** Start SOURCE RECORDS **

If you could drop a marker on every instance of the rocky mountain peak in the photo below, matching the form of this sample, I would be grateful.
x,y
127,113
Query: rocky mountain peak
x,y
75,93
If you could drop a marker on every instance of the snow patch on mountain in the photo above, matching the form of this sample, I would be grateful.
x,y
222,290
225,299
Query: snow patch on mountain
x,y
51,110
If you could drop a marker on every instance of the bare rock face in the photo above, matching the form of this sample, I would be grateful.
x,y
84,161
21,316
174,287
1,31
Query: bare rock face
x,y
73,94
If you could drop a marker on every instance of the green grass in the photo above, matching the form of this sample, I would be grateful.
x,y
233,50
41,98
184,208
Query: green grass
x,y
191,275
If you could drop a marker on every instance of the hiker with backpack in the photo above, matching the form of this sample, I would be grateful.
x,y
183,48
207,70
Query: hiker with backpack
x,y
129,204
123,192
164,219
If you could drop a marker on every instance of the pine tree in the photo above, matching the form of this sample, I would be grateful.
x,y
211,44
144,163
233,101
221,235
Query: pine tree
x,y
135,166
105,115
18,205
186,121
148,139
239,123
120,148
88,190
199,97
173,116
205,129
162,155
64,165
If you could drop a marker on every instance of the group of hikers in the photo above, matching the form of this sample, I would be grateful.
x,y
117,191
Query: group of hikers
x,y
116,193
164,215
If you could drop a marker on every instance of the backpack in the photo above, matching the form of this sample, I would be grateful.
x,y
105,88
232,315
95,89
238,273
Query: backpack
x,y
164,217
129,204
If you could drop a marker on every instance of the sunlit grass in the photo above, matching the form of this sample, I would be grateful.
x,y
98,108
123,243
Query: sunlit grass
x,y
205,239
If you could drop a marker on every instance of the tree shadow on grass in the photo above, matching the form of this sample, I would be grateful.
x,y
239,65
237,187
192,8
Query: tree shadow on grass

** End SOURCE RECORDS **

* _WORK REQUIRED_:
Reproduce every line from the one containing "of the sunlit" up to and including the last line of the records, requests included. Scale each coordinate in the answers by 1.05 and round to whole numbers with halves rounded up, but leave the numbers in the requests unchanged.

* _ANSWER IN FULL_:
If you could drop a marker on every instance of the sunlit grass in the photo above, matching the form of this sample, I would be grateful.
x,y
98,108
123,243
Query: sunlit grass
x,y
215,251
If you could drop a marker on every instance of the tree shadow on grass in the photo above, matching the form of this sample, I would be grateful.
x,y
239,65
237,187
192,8
Query: tree shadow on grass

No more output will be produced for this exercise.